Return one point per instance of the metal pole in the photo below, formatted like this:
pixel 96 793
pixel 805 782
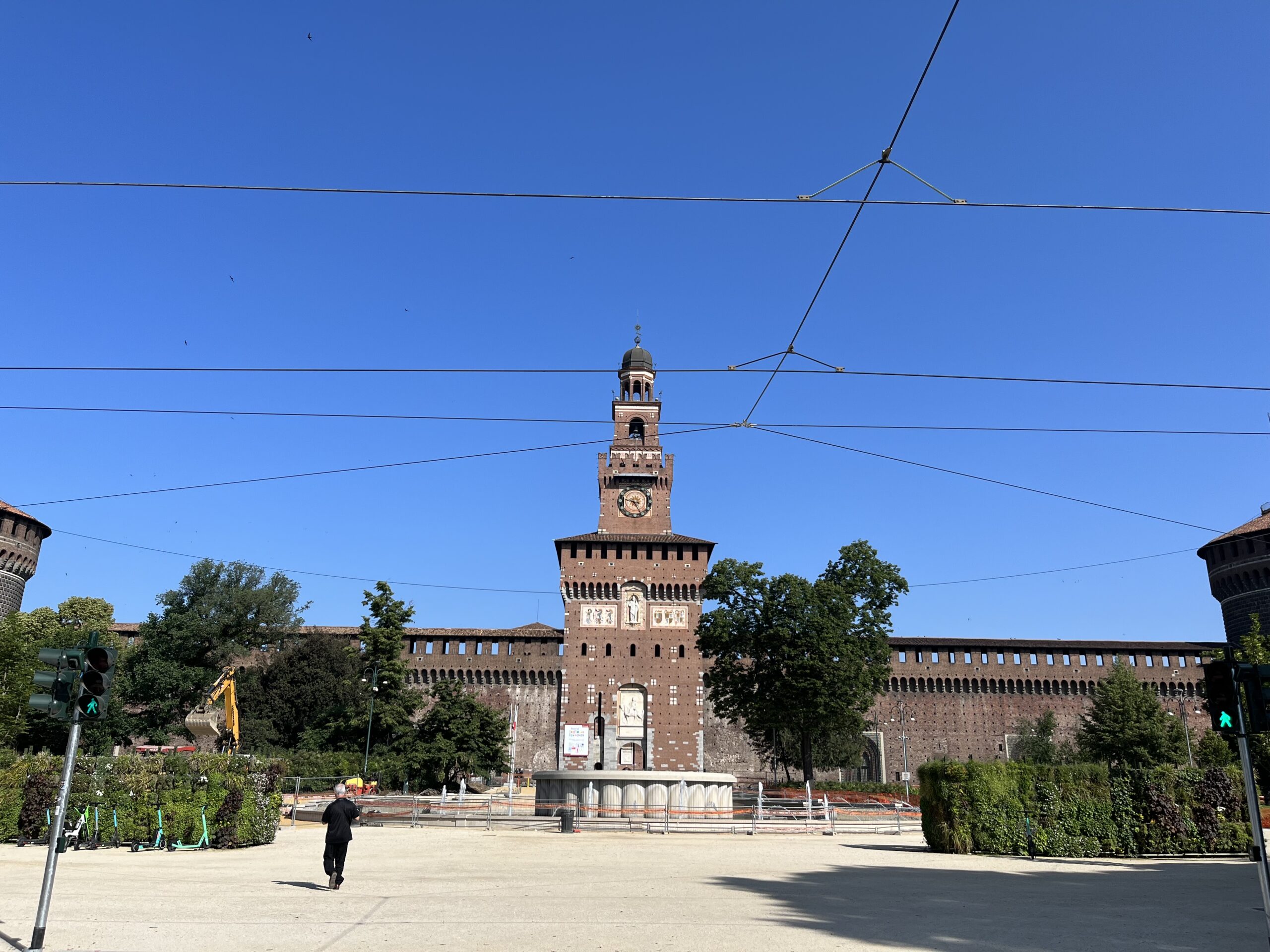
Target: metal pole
pixel 1182 706
pixel 903 739
pixel 1259 846
pixel 366 761
pixel 55 834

AIM ▸
Copy every item above word for word, without the pictures.

TASK RESPONSE ▸
Return one point per instance of the metal pole in the photo below, formatted like this:
pixel 96 793
pixel 805 782
Target: metal pole
pixel 1182 706
pixel 903 739
pixel 1259 846
pixel 366 761
pixel 55 834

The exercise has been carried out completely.